Aim of the exercise:
Scan the data for "below" and copy each matching line.

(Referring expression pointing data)
##########
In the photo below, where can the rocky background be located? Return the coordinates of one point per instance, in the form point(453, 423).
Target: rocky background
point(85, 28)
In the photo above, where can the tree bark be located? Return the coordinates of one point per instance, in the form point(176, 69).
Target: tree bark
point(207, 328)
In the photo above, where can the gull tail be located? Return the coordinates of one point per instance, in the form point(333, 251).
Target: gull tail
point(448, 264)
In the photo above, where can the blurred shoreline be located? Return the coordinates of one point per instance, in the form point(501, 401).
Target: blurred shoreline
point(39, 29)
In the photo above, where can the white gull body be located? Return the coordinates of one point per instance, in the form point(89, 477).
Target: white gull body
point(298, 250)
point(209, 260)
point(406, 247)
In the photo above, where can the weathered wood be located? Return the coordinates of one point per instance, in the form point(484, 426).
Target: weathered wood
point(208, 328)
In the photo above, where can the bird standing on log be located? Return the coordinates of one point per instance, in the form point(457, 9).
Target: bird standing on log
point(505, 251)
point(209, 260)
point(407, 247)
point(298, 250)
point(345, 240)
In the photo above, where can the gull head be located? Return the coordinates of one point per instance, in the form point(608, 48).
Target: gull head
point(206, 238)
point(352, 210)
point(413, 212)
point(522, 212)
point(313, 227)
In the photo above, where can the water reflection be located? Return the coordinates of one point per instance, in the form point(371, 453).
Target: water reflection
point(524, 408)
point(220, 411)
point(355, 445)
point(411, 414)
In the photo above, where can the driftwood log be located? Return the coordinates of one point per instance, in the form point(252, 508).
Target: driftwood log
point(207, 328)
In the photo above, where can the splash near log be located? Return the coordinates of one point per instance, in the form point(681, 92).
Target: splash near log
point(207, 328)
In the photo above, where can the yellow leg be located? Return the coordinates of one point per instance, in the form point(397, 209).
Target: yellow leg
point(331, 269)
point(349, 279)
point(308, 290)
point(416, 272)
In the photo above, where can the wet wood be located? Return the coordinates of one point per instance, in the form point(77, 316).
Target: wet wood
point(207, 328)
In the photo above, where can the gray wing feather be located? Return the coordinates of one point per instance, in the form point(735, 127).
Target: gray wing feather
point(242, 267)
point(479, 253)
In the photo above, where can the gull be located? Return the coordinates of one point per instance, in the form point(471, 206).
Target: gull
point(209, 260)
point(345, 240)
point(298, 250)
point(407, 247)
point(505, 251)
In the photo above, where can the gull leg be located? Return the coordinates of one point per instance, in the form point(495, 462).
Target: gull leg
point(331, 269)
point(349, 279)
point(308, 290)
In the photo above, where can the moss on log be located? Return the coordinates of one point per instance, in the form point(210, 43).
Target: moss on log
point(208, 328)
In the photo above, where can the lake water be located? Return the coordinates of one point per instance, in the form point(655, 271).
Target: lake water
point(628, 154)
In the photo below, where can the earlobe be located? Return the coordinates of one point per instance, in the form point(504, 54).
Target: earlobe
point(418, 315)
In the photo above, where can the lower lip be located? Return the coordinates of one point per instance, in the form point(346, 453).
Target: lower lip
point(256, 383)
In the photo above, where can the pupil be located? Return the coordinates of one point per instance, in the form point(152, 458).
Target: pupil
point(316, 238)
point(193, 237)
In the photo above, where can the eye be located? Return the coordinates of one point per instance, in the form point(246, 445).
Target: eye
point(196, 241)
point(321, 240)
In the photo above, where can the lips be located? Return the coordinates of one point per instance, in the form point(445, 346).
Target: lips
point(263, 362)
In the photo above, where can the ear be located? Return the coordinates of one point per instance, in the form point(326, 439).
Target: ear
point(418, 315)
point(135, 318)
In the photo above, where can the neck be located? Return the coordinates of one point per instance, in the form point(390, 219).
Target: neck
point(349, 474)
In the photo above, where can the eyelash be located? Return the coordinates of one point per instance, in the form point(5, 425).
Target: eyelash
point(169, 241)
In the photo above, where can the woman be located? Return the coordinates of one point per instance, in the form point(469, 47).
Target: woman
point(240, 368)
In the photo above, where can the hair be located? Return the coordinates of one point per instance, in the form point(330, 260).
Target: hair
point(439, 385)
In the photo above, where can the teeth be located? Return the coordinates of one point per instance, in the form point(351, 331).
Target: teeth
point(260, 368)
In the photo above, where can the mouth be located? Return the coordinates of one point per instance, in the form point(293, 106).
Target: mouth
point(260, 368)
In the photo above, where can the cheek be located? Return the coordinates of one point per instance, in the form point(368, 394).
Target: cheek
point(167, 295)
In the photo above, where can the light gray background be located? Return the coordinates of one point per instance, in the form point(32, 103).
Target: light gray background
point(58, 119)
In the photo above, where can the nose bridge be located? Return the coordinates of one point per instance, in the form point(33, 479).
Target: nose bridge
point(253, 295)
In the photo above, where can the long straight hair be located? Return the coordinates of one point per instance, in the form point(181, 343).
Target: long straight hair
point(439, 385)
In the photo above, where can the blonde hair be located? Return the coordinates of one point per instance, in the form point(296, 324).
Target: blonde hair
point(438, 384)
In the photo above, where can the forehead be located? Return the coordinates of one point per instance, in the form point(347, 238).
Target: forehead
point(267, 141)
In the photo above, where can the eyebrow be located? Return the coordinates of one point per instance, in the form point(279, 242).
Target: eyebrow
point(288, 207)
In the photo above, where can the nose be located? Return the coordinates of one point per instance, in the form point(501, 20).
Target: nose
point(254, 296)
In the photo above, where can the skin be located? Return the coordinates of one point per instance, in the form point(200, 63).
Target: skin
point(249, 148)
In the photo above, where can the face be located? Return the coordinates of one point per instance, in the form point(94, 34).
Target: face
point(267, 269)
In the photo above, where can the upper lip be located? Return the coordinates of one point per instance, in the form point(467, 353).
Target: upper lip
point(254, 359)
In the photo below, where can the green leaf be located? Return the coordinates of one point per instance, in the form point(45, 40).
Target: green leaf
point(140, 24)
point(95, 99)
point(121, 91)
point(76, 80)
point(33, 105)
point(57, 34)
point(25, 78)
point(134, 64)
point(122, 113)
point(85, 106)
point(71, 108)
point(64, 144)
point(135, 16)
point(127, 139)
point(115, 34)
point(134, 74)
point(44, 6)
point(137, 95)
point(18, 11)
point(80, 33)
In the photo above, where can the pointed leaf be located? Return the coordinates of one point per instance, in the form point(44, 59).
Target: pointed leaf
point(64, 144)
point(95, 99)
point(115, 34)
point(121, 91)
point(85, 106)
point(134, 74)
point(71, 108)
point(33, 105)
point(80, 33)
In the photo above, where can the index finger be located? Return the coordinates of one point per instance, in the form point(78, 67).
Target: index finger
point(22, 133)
##########
Solution for this problem:
In the photo below, where can the rocky background be located? Return the coordinates of one point per instance, in the form point(453, 423).
In the photo below, where can the earlobe be located? Return the coordinates of one point per instance, in the form point(504, 54).
In the photo below, where can the green leaf be located? Return the coordinates of one point per instance, in the form point(45, 40).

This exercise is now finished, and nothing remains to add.